Thursday, 29 May 2014: Perpignan, closures and fauves


Thursday morning, I came downstairs as usual, chose a table in the breakfast room, set down my Kindle, computer, and water bottle, and turned to the breakfast buffet to find—absolutely nothing. No food, darkened coffee machine, no one in sight. Checked my watch—7 a.m., breakfast should have been in progress for half an hour. No, wait, 29 June is a holiday in France (Feast of the Ascension); breakfast was probably on the weekend schedule, starting an hour later. So I started to set up my computer, to work on the blog until something to eat appeared, but I was interrupted by a staff member coming through from the Novotel (another Accor property) next door. She explained that so few people were staying in the Ibis Budget that morning that they had set up only one buffet, in the Novotel, and that Ibis Budget guests were invited to come on over there. She got out her keys and led me through the locked door that usually separates us rabble from those paying more for their rooms on the other side of the wall. (They have video arranged so that the clerks on the desk in one hotel can watch the desk in the other as needed; that's how she had spotted me waiting in the other breakfast room. The two desks are arranged back to back, with shared office space in between.)

Much more varied breakfast choices on the other side. I took the opportunity to have a boiled egg with my pain au chocolat; they had one of those hot water baths where you take one of the little wire loops put an egg in it, and dangle it into the water (the loop's handle hooks over the side) and leave it to simmer as long as you like. They had a little device with three small hourglasses in it—1 min, 3 min, 5 min—with which to time the cooking process. I turned it over and watched with interest as the 3-min glass ran out just before the 1 min, and the 5 min about 30 sec later. So I have no idea how long I cooked my egg, but it came out fine. Interestingly, the Novotel buffet lacked a microwave and envelopes of instant decaf, which the Ibis Budget provides! Annoyingly, although local markets are overflowing just now with local tree-ripened apricots and sweet cherries, the bowl of fresh fruit contained only apples, rather battered oranges, and kiwifruit. I wondered whether we'd get breakfast there the third day as well, but no, it was only on the holiday.

_INFORMATION SUPPLIED_
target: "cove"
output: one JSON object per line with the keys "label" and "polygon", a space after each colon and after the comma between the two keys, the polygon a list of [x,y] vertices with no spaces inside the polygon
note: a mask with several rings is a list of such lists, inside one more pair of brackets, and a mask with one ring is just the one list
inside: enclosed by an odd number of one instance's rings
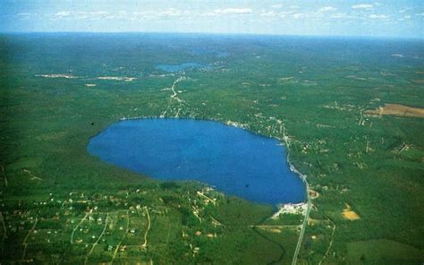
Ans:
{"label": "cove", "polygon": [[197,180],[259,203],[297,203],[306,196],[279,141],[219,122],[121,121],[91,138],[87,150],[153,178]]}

==

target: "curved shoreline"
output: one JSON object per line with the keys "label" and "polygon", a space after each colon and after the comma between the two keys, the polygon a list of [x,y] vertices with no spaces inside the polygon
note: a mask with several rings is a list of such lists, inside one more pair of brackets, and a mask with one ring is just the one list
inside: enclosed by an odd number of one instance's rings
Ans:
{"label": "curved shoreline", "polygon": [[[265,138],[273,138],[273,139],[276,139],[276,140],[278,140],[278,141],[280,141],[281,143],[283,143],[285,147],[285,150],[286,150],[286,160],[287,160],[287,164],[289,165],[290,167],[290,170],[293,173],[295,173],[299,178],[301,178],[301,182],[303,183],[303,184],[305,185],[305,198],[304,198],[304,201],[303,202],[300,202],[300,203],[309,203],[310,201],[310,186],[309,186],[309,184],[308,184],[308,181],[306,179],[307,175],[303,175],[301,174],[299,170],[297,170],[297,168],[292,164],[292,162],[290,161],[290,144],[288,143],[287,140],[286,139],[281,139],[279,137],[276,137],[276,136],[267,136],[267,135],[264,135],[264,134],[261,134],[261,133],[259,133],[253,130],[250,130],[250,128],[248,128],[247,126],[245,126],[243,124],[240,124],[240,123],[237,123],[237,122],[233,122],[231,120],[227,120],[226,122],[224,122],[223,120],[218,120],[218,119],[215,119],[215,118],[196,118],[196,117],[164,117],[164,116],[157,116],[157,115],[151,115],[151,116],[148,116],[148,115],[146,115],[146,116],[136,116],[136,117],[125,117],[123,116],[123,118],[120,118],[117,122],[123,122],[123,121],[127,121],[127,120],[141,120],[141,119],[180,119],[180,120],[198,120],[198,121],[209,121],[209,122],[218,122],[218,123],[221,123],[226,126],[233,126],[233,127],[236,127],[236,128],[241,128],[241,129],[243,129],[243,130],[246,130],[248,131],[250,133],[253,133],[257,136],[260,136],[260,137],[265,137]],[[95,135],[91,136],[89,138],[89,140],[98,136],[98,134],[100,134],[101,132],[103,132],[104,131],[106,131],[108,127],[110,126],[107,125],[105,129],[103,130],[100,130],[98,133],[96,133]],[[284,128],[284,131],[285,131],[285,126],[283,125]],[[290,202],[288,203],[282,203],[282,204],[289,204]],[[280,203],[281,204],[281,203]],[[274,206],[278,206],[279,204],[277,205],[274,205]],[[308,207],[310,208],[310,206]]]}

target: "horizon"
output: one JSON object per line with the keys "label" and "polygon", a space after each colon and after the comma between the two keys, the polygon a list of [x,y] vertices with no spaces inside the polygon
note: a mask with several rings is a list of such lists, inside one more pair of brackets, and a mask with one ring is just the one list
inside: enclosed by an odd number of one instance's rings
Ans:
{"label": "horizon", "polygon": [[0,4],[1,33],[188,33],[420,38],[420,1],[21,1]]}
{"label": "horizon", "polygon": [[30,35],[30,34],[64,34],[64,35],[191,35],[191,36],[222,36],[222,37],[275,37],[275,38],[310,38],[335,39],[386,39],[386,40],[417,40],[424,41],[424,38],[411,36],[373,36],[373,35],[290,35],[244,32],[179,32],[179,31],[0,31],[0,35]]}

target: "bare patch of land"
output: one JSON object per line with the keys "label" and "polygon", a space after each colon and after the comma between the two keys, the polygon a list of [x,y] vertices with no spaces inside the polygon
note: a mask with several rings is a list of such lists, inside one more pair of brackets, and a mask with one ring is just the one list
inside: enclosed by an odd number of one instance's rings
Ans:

_TASK SET_
A - According to the breakfast blog entry, which fruits were in the Novotel's bowl of fresh fruit?
B - Give only the number of lines in the rows that contain the string "target". Case counts.

_ANSWERS PER TASK_
A - Apples, rather battered oranges, and kiwifruit.

B - 4